#### Source document:

%%

# Eye candy No1



## Xzavier247 (Aug 9, 2014)

Eye candy indeed. Awesome photos


----------



## goodbytes (Aug 18, 2014)

Love it. Makes me think of Easter Island for some reason.


----------



## Powerclown (Aug 17, 2014)

Pretty close with the easter islands,I got the inspiration from mountain formations based on the Fiji islands.


----------



## D.Rodgers (Sep 13, 2014)

Awesome job!


----------



## ooosparkeyooo (Sep 20, 2014)

Ive always loved these basic contrasting tanks! They seem so tranquil and everlasting... I just can never have one, i like busy tanks lol!


----------



## Powerclown (Aug 17, 2014)

Less is more...


----------



## Option (Oct 2, 2010)

Love it. Great job!


----------



## knm<>< (Mar 18, 2010)

Very nice!


----------



## RWaters (Nov 12, 2003)

%%

#### Record extracts:
%%

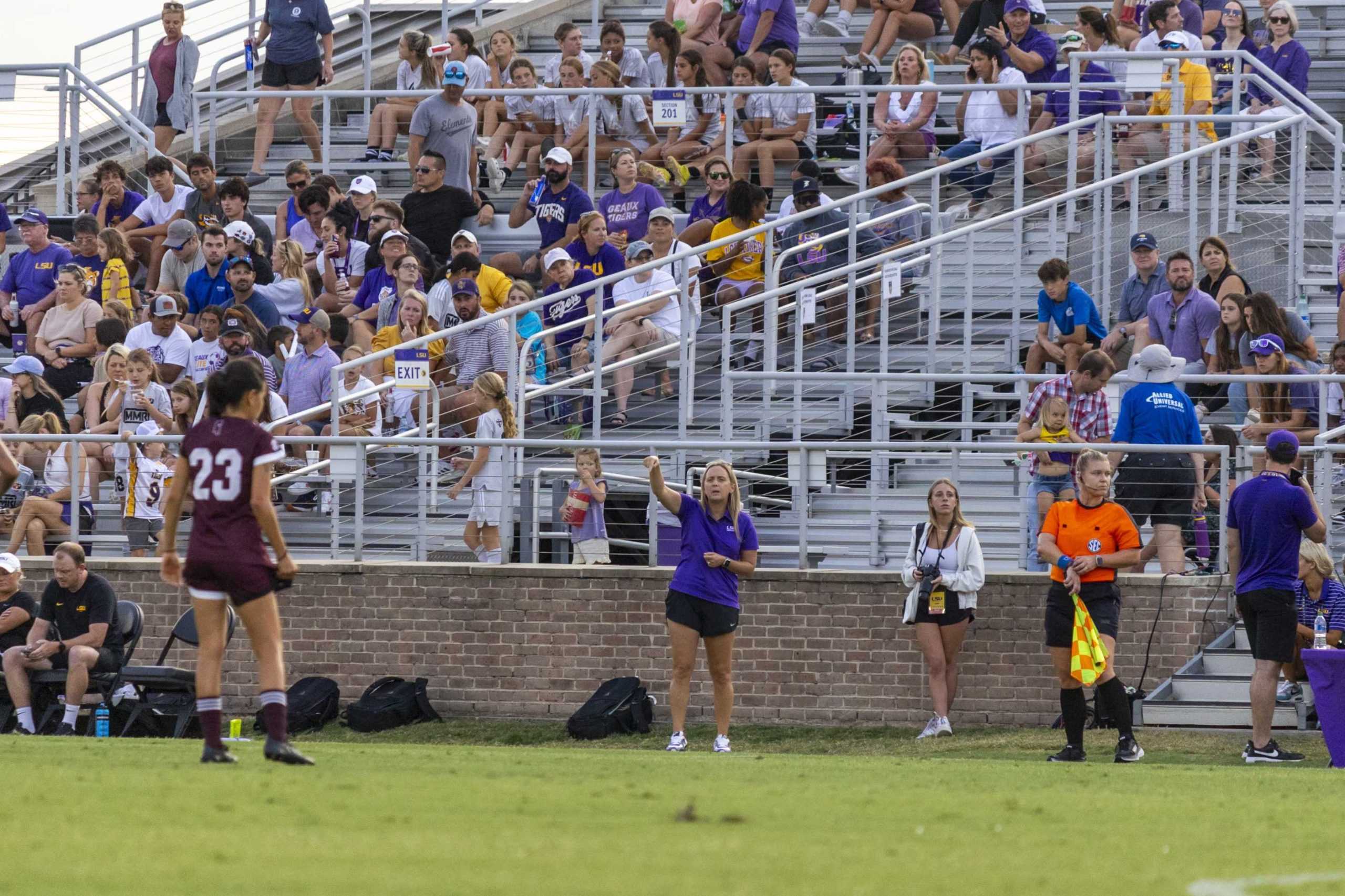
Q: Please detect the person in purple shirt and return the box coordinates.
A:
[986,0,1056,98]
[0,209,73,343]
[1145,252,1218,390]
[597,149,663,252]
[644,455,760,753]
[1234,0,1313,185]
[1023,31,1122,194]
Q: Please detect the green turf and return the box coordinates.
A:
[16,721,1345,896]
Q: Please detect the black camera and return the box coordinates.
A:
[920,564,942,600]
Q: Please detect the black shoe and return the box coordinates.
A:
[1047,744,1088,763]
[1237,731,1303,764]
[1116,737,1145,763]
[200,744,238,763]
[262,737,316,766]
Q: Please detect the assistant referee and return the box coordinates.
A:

%%
%%

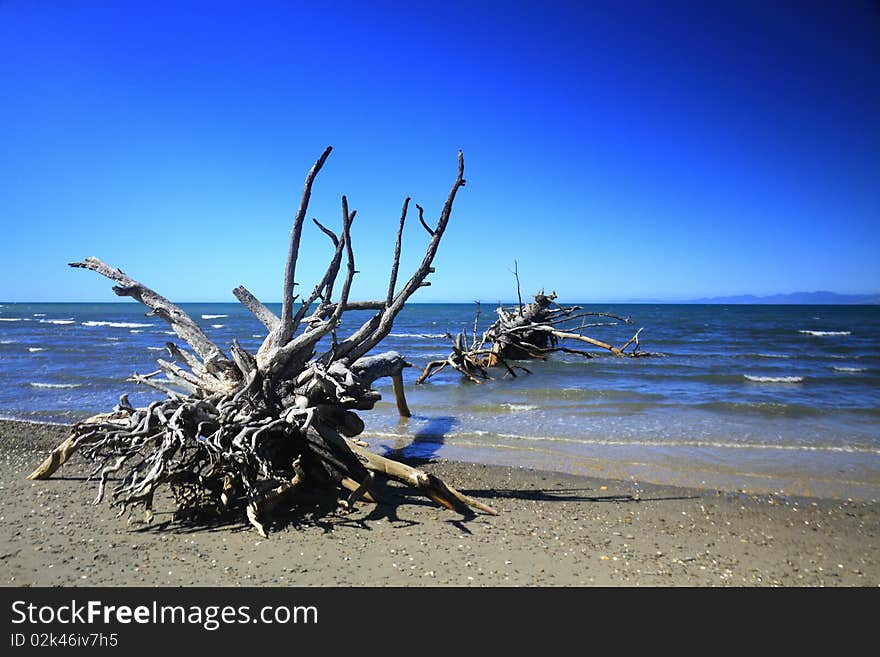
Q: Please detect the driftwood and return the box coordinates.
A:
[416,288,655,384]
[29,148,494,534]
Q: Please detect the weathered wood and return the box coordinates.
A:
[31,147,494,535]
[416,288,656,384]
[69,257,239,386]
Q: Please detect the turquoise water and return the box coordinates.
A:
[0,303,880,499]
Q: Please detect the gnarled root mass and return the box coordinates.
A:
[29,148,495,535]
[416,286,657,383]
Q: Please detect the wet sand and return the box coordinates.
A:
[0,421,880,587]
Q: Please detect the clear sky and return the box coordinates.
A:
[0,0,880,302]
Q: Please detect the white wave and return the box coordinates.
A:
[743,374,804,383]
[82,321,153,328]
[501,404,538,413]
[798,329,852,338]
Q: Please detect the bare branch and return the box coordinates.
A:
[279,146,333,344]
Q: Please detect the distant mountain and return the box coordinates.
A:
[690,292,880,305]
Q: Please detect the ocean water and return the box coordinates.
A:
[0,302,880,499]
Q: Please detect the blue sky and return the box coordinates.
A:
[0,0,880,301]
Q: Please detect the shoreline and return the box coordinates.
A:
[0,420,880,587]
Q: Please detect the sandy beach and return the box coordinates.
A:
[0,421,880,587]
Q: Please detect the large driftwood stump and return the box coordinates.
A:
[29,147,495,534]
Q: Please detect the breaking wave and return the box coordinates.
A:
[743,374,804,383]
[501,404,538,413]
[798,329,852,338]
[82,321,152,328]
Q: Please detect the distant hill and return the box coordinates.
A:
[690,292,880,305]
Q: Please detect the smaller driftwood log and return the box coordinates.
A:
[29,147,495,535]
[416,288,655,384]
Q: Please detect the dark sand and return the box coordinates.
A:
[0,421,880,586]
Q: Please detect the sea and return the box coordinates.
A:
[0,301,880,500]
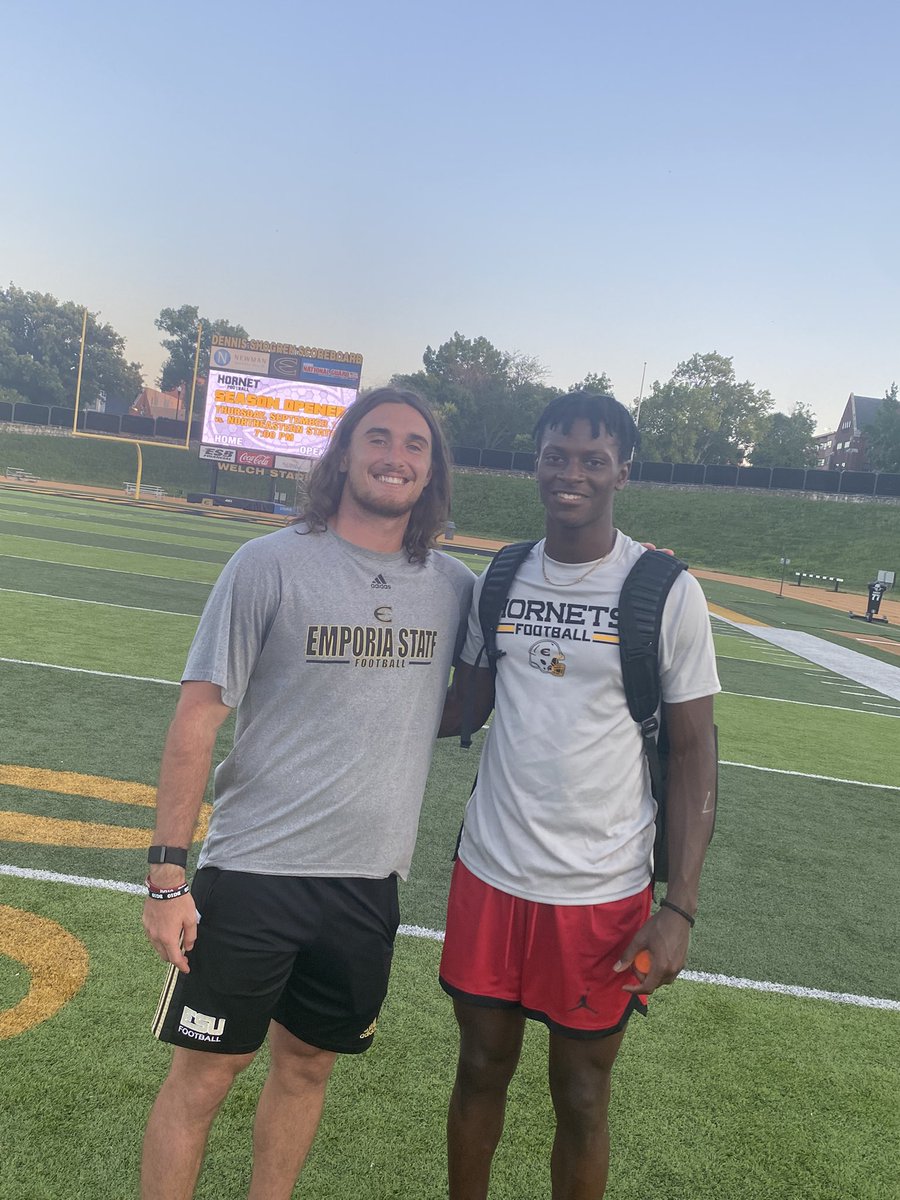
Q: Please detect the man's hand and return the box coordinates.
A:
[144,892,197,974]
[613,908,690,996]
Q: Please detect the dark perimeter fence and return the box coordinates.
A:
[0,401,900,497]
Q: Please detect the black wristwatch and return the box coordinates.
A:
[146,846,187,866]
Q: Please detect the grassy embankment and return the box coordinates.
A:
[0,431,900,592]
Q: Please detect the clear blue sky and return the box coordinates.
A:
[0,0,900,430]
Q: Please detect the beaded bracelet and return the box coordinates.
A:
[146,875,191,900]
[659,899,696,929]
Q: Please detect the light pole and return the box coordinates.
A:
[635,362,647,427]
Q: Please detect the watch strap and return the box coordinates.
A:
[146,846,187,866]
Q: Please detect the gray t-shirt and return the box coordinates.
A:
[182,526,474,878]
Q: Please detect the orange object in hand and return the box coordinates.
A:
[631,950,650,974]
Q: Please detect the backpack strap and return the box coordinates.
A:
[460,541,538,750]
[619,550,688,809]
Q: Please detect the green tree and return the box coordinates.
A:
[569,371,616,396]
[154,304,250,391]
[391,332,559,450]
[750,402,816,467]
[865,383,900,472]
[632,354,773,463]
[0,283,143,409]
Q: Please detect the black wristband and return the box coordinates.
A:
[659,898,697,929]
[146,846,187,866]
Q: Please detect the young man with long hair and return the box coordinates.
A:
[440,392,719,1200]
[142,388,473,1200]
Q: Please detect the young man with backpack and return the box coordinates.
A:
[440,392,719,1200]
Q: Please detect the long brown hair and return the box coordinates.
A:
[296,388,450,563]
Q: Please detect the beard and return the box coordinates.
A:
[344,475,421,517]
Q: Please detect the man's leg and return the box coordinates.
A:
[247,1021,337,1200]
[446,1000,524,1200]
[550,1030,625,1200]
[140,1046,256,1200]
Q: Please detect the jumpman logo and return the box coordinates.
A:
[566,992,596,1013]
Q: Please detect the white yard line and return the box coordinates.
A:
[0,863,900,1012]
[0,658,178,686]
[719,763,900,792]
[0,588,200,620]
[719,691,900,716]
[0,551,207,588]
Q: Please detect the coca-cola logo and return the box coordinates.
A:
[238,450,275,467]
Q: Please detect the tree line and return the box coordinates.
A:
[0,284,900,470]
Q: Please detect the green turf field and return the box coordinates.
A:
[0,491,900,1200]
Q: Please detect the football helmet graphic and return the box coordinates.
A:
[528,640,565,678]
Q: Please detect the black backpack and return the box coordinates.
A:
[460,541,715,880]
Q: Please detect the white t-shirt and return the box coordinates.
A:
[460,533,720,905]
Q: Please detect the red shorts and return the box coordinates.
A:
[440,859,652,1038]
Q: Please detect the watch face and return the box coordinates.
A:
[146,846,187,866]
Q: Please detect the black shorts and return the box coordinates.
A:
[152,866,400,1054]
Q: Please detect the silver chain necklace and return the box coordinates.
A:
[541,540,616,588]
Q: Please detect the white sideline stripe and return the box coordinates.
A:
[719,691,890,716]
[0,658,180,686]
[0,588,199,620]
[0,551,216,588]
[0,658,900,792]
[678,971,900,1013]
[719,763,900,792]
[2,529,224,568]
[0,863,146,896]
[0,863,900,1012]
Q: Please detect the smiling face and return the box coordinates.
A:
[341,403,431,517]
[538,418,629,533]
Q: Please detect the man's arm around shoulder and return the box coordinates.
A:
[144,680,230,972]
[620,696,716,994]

%%
%%

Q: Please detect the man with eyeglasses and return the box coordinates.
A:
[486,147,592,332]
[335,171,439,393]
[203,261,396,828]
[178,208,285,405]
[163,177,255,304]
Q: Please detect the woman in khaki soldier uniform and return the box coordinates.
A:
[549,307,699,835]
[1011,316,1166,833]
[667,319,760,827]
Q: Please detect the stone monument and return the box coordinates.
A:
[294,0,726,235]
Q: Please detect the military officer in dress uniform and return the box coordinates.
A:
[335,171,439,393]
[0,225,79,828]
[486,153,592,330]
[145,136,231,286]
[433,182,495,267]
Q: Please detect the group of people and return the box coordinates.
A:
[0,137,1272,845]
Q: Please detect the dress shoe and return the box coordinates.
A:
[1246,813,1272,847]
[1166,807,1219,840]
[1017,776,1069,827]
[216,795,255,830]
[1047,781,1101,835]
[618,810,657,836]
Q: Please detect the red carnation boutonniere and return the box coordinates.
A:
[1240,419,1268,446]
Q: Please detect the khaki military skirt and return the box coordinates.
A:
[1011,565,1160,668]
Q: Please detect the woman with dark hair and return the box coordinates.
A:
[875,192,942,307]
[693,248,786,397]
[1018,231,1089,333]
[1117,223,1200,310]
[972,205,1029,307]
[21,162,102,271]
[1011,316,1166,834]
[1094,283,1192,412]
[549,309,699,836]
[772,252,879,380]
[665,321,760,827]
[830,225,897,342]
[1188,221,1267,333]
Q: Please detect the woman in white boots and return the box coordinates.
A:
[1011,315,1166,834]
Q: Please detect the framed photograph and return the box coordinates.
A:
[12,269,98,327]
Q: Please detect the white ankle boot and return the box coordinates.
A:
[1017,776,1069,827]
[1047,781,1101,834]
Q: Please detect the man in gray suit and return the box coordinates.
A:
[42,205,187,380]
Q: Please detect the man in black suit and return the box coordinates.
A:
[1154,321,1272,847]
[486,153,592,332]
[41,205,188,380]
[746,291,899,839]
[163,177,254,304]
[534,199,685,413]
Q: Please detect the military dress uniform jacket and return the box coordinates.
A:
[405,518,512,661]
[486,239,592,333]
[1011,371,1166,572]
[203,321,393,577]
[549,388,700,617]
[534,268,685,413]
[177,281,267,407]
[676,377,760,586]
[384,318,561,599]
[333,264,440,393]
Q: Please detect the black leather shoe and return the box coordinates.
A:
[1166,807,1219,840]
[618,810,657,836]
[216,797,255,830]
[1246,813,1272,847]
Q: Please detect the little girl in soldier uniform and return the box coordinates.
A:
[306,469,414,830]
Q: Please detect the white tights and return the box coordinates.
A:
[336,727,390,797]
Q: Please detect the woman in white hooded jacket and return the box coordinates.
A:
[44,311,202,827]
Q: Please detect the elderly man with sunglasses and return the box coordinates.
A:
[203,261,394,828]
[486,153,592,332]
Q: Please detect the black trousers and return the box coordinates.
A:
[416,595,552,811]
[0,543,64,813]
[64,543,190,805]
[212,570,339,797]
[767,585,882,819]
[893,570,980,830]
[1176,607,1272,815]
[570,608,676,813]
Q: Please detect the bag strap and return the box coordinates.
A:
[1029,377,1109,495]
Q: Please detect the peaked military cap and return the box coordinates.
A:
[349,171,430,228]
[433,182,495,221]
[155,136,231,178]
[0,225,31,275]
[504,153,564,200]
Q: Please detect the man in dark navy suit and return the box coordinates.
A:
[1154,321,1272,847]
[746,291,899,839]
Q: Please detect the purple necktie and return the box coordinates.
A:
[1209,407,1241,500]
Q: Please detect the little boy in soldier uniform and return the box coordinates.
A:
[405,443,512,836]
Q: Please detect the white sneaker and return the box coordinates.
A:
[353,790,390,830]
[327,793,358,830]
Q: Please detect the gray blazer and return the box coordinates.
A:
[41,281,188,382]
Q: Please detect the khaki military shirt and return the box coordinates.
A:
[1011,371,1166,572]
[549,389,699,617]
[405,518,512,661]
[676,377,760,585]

%%

#### Work to complete:
**a)** In the Eye candy No1 thread, why does ooosparkeyooo say they can never have a tank like the one shown? Answer in one to three sentences.
**b)** Give the next part of the Eye candy No1 thread, picking up right after the last line shown.

#### Set of answers:
**a)** ooosparkeyooo says they can never have one because they like busy tanks. They still admire these basic contrasting tanks and find them tranquil and everlasting.

**b)**
Powerclown said:


> Less is more...


Don't let your payroll department hear you talk like that! :hihi:


----------



## Powerclown (Aug 17, 2014)

RWaters said:


> Don't let your payroll department hear you talk like that! :hihi:


Absolute not,no way:icon_smil


----------



## GMYukonon24s (May 3, 2009)

Nice eye candy shots! What kind of rocks are those?


----------



## Powerclown (Aug 17, 2014)

GMYukonon24s said:


> Nice eye candy shots! What kind of rocks are those?


Seiryu stones...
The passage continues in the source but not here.